Requirements: Rewrite the forum post on AVX and arithmetic intensity, starting with "I don’t know" and going on through "at the time.", substituting "C" for "Fortran".

Low arithmetic intensity also means I should be rechecking the use of -ffast-math, especially for multi-thread performance.
Would you include AVX instructions as low arithmetic intensity, which is similar to low AVX efficiency that can be experienced with large vectors (larger relative to cache size)

An alternative to Kahan compensated summation is to simply use a higher precision accumulator, which was the 80-bit register, before SSE/AVX became so dominant.
I don’t know enough about AVX instructions to know if higher precision accumulators can be combined with AVX multiply, but I suspect this is not the case.

I disagree with the remarks you have provided.

I have been developing Structural FE software since the mid 70’s and have consistently tried to understand the best way to write Fortran code that suits the computer hardware available at the time.
It probably started when I read a paper by Mondkar and Powell : “Towards optimal in-core equation solving”. I have been trying to progress ever since.

I do not agree that trying to learn about a subject is just “academic fun”

Over the last decade, I have been trying to understand how to use OpenMP and AVX based CPU’s to improve solution performance, including the interaction of memory and cache for improving multi-threaded AVX efficiency. It is not a trivial challenge. Unfortunately, the use of the libraries you recommend would only be part of the solution.

What I have learnt is to not believe the advertising from hardware suppliers and compiler developers.

The use of AVX instructions does not change the arithmetic intensity (flops per byte).

Recorded information:
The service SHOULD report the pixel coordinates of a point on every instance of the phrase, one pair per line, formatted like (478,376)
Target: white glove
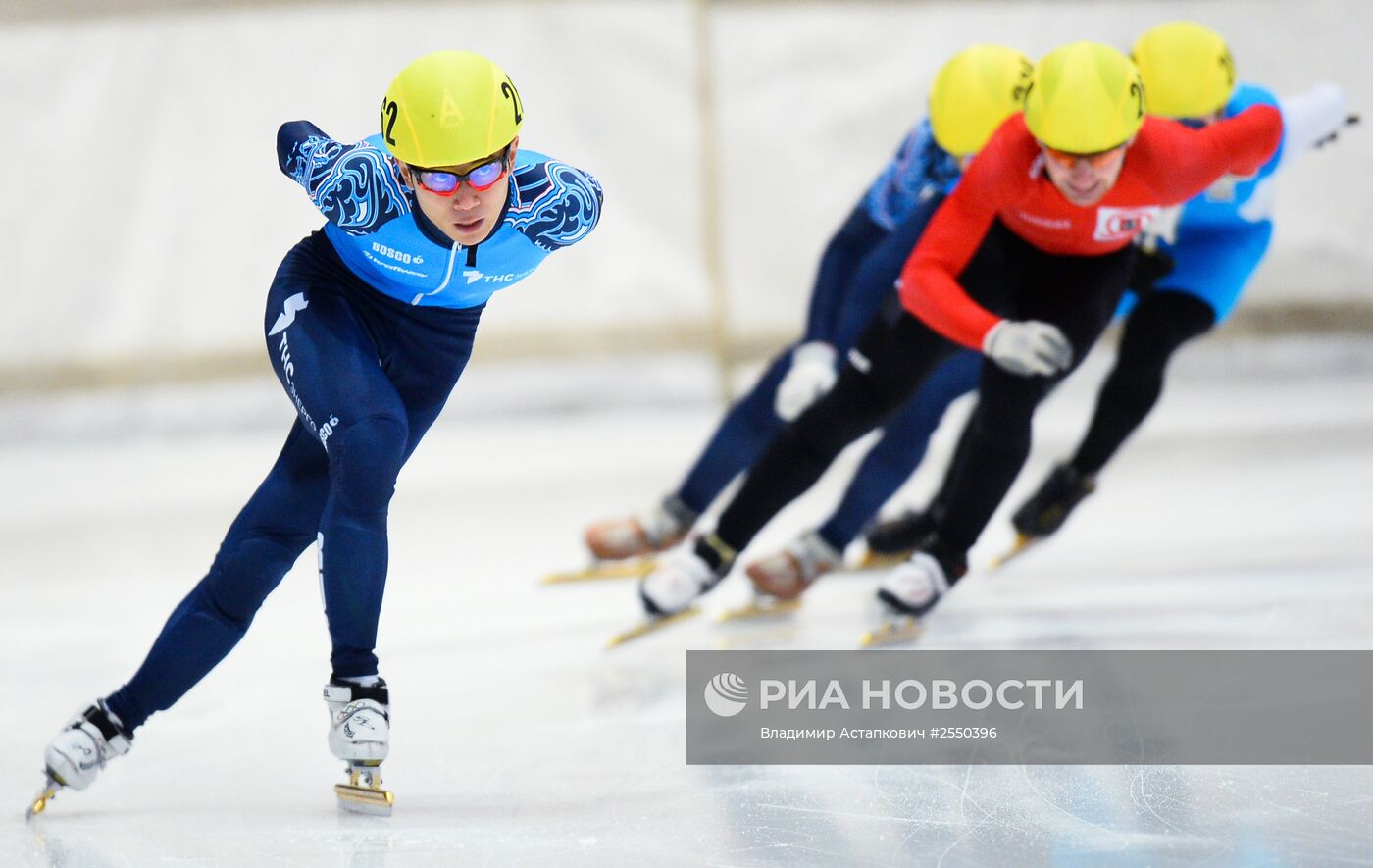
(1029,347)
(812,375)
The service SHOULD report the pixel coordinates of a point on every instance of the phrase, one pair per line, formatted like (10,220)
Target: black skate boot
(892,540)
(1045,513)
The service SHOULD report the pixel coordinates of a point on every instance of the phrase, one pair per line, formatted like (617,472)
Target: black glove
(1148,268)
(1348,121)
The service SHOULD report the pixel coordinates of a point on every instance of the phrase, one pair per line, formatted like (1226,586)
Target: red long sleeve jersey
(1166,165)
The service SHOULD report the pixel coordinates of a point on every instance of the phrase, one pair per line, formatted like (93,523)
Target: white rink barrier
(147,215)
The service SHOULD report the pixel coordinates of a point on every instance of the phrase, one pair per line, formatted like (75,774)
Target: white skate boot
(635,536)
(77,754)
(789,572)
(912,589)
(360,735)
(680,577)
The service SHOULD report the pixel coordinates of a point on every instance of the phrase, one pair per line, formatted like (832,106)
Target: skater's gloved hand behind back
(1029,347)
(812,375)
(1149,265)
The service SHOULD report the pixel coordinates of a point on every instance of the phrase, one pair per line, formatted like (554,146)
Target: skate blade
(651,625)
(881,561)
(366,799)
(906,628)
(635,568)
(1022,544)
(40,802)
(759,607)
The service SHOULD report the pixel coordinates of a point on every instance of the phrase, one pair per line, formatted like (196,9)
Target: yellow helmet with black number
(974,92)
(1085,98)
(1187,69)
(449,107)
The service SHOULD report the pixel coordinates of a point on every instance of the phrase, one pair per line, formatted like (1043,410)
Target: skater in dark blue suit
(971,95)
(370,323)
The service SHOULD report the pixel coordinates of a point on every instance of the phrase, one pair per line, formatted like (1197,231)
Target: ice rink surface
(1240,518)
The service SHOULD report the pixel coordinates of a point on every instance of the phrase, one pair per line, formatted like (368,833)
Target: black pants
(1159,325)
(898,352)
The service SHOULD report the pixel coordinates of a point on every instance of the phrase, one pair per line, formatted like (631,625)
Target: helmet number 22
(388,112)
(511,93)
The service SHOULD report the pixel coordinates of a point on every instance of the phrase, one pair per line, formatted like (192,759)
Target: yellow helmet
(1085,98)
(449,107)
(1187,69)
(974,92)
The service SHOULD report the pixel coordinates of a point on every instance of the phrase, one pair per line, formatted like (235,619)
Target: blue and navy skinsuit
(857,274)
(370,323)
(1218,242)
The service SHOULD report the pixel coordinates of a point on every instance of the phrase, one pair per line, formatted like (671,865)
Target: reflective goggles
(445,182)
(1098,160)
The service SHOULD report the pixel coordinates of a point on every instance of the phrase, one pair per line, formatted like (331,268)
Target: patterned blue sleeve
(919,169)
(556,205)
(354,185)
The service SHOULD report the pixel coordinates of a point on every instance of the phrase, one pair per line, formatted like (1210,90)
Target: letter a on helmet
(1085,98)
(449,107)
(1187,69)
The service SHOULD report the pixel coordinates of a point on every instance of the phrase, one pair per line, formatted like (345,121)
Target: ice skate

Solution below:
I don’t know enough about AVX instructions to know if higher precision accumulators can be combined with AVX multiply, but I suspect this is not the case.

I disagree with the remarks you have provided.

I have been developing Structural FE software since the mid 70’s and have consistently tried to understand the best way to write C code that suits the computer hardware available at the time.